## Cose da fare
[A] Puoi riscrivere in forma più breve il paragrafo del testo fornito che comincia con «Mosè si trova nel paese di Madian», mantenendone i fatti principali?
[B] Nel paragrafo del testo fornito che inizia con «Dio ha un nome», quali sono gli ambiti in cui, secondo il testo, il nome di Dio non viene usato oppure non risulta evidente?
[C] Ricopia dal testo fornito il brano che va da «Mosè si trova» fino a «inizia a parlargli.» incluso.
══ Testo fornito ══
3. Non pronunciare il nome del Signore, Dio tuo invano... (Esodo 20,7)

Non pronunciare il nome del Signore, Dio tuo invano;  perché il Signore non riterrà innocente chi pronuncia il suo nome invano

Dio ha un nome. È un fatto su cui forse non ci fermiamo molto spesso a riflettere, perché nella nostra preghiera e nel nostro culto non usiamo il nome di Dio, e anche nella traduzione della Bibbia in italiano non è così evidente che Dio abbia un nome e quale esso sia. Per questo è bene che ci fermiamo un momento sul racconto del terzo capitolo dell’Esodo, in cui Dio rivela il suo nome a Mosè.
Mosè si trova nel paese di Madian, dove era fuggito dopo aver ucciso un egiziano per timore di essere a sua volta ucciso. Qui si era sposato e lavorava con il suocero come pastore di pecore. Mentre andava in cerca di buoni pascoli per le sue pecore, aveva visto un pruno che bruciava ma non si consumava mai. In quel momento Dio inizia a parlargli.
═══
══ Voci ══
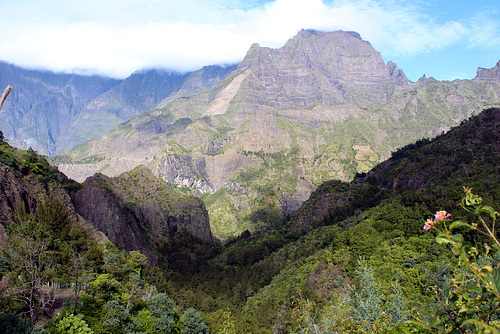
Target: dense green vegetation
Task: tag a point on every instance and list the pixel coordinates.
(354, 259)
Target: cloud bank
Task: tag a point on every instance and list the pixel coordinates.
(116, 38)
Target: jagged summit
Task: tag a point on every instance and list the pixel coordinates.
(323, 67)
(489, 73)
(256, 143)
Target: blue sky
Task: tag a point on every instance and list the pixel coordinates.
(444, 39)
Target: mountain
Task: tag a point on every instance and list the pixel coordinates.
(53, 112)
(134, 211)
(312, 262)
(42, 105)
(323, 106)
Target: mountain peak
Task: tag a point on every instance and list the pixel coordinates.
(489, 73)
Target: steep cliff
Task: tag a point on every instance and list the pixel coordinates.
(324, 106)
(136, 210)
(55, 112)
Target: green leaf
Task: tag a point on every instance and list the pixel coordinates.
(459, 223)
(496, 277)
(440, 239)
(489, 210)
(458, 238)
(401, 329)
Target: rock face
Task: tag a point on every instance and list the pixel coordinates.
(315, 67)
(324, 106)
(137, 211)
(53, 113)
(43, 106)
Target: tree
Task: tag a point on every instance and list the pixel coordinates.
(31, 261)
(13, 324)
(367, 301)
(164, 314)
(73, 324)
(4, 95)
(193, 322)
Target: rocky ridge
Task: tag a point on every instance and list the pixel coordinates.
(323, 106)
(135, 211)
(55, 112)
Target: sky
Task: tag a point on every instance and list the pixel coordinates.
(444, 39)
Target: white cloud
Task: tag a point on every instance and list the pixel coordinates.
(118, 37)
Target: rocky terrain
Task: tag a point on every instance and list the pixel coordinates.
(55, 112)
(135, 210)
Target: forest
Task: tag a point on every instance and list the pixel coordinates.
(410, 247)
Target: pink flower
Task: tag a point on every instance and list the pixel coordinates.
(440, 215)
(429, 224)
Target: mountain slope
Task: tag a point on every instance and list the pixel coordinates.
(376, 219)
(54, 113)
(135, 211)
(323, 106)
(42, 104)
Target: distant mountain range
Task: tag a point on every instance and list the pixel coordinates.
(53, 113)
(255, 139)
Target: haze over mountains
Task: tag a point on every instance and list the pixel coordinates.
═══
══ Voci ══
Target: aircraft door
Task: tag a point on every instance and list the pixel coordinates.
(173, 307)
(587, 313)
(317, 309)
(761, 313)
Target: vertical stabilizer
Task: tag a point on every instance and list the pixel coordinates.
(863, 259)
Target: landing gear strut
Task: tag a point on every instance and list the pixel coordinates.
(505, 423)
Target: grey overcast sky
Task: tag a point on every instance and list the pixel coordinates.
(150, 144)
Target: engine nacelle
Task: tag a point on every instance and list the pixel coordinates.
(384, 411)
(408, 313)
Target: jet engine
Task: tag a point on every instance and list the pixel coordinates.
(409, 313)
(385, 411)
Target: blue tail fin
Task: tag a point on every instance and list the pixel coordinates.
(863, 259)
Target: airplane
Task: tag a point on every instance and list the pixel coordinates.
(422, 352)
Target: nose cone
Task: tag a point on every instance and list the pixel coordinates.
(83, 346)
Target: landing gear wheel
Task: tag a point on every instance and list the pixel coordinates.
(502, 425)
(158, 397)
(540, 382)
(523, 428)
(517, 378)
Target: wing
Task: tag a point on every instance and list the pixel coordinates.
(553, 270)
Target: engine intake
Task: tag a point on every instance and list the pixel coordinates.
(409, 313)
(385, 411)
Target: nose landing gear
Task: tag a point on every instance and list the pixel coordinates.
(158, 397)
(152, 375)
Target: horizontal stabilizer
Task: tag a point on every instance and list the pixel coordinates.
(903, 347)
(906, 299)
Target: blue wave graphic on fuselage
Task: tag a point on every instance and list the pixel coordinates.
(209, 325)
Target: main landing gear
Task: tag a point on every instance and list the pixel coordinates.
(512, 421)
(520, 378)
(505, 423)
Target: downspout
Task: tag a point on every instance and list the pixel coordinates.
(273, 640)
═══
══ Voci ══
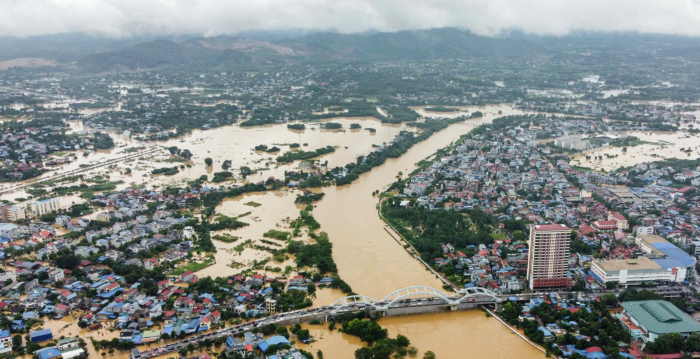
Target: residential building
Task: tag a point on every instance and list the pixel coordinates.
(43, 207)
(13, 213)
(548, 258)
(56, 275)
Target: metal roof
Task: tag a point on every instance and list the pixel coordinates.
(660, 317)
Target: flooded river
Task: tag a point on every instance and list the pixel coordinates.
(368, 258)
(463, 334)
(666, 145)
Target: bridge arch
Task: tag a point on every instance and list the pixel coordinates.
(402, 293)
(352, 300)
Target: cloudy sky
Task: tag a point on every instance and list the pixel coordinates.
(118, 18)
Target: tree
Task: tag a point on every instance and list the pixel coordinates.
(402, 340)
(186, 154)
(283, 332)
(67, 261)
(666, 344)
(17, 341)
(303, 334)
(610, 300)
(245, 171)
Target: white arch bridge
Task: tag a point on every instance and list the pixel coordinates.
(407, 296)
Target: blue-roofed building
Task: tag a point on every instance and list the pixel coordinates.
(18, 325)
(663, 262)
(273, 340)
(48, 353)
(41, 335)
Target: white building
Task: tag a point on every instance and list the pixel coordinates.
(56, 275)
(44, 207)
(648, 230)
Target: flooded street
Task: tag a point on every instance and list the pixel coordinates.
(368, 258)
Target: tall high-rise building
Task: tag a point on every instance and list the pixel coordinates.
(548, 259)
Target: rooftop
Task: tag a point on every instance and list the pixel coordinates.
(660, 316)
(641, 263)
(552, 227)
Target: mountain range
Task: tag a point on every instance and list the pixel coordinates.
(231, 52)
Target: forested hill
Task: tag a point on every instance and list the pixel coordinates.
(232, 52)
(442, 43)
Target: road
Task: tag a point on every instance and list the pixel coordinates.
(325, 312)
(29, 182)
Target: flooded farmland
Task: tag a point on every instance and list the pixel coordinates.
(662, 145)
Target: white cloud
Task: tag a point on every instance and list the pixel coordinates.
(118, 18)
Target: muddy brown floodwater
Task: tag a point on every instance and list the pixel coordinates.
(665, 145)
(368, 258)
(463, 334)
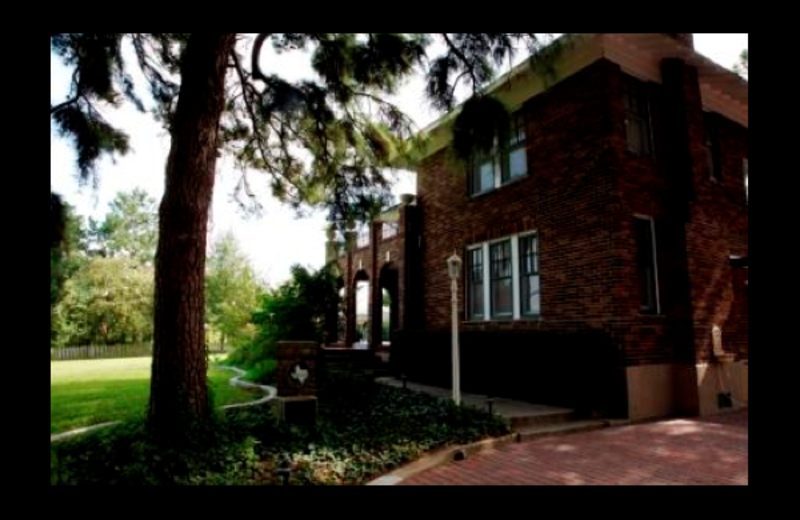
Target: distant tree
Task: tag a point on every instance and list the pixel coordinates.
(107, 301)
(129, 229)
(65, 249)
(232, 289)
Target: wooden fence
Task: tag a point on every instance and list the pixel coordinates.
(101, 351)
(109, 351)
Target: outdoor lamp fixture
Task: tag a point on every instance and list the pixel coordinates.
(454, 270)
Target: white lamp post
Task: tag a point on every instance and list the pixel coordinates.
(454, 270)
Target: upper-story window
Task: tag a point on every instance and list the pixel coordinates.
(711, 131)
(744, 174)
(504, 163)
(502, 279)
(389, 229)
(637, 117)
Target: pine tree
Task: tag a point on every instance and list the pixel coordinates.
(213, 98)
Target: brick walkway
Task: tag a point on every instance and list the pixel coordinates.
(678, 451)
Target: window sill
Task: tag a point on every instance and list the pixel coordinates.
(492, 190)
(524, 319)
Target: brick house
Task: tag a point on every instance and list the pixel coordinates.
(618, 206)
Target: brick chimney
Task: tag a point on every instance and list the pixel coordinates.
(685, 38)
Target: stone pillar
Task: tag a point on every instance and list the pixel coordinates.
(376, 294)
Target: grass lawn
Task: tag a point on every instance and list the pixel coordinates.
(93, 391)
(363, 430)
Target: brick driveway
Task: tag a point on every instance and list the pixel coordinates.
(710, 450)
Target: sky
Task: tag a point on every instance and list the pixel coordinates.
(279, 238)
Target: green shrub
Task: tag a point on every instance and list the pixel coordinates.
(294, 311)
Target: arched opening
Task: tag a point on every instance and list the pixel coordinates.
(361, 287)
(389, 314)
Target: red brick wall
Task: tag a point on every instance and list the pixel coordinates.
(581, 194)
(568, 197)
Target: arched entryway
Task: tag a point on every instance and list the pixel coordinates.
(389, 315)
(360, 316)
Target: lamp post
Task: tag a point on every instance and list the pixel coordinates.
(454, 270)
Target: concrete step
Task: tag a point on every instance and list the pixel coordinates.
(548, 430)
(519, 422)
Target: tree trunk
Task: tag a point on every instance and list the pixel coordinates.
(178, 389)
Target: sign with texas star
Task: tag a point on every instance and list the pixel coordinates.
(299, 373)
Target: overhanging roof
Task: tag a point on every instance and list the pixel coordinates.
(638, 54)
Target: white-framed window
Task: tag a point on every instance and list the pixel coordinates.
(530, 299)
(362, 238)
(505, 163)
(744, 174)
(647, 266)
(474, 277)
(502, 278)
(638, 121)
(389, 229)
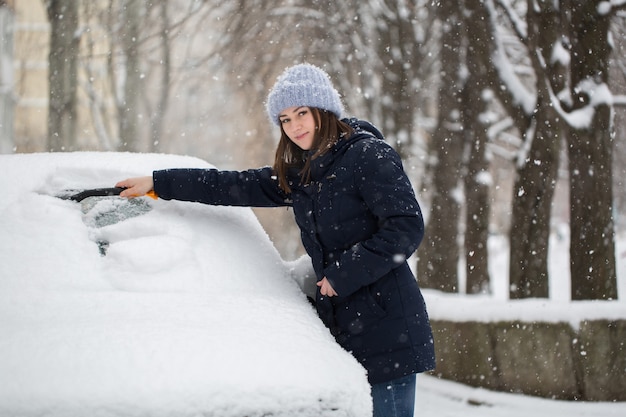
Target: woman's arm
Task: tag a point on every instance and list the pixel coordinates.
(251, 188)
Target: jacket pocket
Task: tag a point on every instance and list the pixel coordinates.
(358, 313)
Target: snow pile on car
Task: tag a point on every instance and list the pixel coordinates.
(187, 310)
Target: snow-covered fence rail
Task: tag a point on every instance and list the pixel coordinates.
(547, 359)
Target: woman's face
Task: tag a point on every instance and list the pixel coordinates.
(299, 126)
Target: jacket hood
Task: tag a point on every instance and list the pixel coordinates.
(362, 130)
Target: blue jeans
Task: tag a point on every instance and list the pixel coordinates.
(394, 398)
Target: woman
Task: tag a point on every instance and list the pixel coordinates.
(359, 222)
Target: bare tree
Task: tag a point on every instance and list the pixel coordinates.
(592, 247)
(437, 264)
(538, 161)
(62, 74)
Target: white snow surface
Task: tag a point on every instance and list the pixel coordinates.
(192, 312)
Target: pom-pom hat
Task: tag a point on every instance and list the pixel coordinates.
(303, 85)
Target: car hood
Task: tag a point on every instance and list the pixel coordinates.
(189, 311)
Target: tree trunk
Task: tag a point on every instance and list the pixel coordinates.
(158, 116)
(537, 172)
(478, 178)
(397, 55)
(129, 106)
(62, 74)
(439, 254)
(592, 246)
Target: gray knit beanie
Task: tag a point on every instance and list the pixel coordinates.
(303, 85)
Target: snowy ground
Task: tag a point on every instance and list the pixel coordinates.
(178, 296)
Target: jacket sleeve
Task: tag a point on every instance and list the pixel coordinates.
═══
## Soluzioni per compito
[A] Mosè era fuggito a Madian dopo aver ucciso un egiziano, per paura di essere ucciso a sua volta. Lì si era sposato e faceva il pastore insieme al suocero. Mentre cercava buoni pascoli per le pecore vide un pruno che bruciava senza mai consumarsi, e in quel momento Dio cominciò a parlargli.

[B]
- la preghiera
- il culto
- la traduzione della Bibbia in italiano

[C]
Mosè si trova nel paese di Madian, dove era fuggito dopo aver ucciso un egiziano per timore di essere a sua volta ucciso. Qui si era sposato e lavorava con il suocero come pastore di pecore. Mentre andava in cerca di buoni pascoli per le sue pecore, aveva visto un pruno che bruciava ma non si consumava mai. In quel momento Dio inizia a parlargli.